LISTED RECORDS ▸
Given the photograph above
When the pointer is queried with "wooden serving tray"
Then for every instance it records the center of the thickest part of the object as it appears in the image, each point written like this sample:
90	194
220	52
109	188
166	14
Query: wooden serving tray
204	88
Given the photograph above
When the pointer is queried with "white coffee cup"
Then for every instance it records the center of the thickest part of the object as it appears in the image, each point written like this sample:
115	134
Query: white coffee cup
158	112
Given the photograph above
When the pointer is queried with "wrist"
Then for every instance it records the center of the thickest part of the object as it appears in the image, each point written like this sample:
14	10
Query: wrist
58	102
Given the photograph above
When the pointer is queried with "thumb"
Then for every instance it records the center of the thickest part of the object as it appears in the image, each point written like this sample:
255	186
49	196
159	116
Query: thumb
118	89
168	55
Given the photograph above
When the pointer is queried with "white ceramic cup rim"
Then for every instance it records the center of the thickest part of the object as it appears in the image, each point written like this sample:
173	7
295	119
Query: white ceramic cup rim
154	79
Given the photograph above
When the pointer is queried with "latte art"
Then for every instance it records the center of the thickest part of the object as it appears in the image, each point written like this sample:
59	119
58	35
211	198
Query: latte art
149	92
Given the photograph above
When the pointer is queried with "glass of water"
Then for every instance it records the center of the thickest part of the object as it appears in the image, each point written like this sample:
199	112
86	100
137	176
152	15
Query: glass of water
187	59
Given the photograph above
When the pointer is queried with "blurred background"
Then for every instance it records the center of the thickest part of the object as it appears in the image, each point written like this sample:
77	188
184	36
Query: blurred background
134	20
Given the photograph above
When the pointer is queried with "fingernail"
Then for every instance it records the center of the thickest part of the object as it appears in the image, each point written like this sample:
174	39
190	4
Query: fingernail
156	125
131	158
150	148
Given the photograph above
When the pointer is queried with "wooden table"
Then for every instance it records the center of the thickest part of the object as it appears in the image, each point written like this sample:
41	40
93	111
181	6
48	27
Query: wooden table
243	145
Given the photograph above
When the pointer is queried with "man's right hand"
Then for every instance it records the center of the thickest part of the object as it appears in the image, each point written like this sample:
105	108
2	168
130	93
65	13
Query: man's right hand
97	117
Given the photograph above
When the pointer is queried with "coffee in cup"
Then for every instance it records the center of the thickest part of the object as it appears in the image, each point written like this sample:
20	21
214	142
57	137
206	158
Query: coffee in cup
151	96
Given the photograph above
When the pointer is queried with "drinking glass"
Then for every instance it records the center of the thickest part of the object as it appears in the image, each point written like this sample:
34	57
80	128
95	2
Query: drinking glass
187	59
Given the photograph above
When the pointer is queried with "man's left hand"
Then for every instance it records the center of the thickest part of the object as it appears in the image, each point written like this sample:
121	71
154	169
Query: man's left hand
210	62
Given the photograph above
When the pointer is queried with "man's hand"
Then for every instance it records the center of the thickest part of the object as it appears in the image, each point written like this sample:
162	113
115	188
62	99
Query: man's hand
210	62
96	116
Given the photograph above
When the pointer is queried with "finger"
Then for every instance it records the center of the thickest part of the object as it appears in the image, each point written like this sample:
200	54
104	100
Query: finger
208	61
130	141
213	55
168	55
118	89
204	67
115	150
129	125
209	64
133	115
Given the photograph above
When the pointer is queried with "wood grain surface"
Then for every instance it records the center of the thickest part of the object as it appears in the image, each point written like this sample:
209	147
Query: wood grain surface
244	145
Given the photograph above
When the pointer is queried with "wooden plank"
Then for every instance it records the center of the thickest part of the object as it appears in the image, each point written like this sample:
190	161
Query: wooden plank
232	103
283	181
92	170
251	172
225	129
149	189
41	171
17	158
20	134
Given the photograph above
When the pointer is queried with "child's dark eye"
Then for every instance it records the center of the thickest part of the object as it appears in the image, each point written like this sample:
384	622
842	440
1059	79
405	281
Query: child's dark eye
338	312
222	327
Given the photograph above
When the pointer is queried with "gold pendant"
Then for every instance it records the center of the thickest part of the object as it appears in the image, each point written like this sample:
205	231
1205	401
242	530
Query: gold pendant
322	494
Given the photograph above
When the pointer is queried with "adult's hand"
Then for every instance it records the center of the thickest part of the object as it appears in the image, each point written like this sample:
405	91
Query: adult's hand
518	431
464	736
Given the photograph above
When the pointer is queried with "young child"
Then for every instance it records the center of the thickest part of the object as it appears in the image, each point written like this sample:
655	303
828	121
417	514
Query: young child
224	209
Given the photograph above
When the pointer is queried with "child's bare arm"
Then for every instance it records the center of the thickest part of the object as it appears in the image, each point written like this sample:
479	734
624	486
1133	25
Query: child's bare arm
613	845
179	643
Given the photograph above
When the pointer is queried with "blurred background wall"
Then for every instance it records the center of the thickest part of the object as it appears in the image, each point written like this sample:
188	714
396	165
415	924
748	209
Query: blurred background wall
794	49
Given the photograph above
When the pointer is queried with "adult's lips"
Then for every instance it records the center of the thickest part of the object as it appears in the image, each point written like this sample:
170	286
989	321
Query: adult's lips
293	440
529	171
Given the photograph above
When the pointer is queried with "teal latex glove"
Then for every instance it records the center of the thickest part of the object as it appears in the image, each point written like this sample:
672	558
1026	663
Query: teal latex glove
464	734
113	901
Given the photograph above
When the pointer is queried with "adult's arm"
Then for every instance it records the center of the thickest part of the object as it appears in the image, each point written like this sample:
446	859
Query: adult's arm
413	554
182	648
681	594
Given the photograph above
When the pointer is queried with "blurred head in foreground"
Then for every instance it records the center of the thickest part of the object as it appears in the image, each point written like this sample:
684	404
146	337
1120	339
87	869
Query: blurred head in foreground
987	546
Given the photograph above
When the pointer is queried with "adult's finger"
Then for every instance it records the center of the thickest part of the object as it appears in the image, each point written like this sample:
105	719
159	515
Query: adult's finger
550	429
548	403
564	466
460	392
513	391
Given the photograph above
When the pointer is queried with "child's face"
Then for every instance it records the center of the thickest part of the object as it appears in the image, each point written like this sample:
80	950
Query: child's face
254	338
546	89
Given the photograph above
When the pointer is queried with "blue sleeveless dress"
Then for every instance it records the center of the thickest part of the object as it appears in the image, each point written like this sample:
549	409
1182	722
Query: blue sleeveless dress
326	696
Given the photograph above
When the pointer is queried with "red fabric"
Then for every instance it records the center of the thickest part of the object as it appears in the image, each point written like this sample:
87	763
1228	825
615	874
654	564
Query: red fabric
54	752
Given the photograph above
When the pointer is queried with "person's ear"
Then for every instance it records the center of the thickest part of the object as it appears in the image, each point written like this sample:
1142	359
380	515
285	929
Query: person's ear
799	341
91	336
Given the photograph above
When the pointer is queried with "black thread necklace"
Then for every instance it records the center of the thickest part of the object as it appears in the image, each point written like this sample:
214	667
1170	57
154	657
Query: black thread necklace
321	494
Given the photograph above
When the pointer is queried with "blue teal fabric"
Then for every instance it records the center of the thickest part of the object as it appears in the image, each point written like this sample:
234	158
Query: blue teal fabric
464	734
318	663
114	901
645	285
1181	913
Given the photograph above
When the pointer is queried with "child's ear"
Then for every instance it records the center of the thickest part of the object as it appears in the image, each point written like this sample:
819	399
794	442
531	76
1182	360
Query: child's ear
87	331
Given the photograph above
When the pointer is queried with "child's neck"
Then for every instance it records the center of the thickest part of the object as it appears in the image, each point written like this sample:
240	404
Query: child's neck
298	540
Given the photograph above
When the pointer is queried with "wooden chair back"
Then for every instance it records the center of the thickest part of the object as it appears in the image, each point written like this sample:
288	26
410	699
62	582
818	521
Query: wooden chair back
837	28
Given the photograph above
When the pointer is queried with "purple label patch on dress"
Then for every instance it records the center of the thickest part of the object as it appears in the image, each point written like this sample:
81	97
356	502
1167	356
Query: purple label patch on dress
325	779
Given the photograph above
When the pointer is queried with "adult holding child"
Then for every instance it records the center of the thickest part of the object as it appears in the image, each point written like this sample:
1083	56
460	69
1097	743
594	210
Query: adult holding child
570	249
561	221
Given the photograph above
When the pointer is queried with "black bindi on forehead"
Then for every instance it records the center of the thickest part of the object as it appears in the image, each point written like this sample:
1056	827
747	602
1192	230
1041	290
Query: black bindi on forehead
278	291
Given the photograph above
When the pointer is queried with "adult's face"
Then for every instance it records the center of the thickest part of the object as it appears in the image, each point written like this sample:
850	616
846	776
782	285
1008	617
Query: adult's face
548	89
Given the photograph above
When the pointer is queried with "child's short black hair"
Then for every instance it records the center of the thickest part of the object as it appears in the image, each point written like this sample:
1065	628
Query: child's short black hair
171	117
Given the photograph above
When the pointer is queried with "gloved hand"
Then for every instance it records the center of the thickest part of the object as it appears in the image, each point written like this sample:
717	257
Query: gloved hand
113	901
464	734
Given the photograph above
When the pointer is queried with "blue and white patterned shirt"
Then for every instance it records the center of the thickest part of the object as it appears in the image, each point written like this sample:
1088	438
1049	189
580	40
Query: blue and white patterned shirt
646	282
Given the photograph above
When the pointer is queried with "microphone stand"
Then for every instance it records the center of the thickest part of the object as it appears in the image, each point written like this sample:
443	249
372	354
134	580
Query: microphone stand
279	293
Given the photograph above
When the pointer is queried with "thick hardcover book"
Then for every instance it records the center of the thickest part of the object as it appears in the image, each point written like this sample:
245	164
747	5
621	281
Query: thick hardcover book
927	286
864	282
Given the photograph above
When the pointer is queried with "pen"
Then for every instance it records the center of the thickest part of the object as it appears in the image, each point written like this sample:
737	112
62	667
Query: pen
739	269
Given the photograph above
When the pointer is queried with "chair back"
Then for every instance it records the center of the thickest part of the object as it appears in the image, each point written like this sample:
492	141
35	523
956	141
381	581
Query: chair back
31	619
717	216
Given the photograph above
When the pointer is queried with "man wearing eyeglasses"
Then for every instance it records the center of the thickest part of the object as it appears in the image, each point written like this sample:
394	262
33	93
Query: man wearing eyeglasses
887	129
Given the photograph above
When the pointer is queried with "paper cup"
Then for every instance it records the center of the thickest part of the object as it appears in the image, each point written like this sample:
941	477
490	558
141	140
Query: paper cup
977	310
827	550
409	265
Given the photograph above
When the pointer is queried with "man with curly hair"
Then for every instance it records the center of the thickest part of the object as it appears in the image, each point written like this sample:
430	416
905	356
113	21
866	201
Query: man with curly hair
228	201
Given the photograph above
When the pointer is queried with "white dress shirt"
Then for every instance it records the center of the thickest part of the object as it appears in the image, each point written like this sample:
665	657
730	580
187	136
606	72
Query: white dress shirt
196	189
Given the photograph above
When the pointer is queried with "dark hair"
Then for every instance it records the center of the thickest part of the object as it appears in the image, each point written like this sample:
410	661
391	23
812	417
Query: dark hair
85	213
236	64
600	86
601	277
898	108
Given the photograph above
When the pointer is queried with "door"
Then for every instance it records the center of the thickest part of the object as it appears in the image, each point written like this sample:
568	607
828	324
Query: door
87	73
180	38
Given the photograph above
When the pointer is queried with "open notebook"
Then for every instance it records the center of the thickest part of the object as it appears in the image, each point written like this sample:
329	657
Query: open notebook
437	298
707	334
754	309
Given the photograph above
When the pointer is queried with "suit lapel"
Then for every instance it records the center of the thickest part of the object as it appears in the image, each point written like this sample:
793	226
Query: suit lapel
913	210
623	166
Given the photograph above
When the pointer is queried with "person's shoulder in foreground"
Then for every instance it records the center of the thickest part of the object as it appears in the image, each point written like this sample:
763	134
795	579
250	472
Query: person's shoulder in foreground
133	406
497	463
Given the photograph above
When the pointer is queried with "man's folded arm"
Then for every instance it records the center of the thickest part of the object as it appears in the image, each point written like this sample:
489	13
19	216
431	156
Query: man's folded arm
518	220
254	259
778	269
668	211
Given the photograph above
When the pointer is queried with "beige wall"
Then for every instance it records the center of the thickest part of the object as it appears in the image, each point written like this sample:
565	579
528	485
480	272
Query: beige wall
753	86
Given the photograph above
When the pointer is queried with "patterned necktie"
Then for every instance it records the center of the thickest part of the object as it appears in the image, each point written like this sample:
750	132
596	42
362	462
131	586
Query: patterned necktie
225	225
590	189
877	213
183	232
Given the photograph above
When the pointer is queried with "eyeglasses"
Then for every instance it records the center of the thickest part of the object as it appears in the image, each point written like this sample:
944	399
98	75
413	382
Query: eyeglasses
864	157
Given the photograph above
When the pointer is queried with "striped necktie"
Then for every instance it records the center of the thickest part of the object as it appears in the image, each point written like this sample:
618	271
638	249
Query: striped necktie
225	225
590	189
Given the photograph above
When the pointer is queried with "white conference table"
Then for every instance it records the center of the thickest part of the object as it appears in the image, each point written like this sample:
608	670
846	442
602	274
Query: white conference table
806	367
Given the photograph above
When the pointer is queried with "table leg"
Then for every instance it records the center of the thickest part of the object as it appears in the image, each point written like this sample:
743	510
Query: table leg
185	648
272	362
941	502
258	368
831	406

GIVEN TASK ▸ Pull out each line in the records that contains the string "holding", treating uppercase and lowercase as different.

WRITTEN ANSWER ▸
When the pointer is queried with "adult holding child"
Query: adult holding child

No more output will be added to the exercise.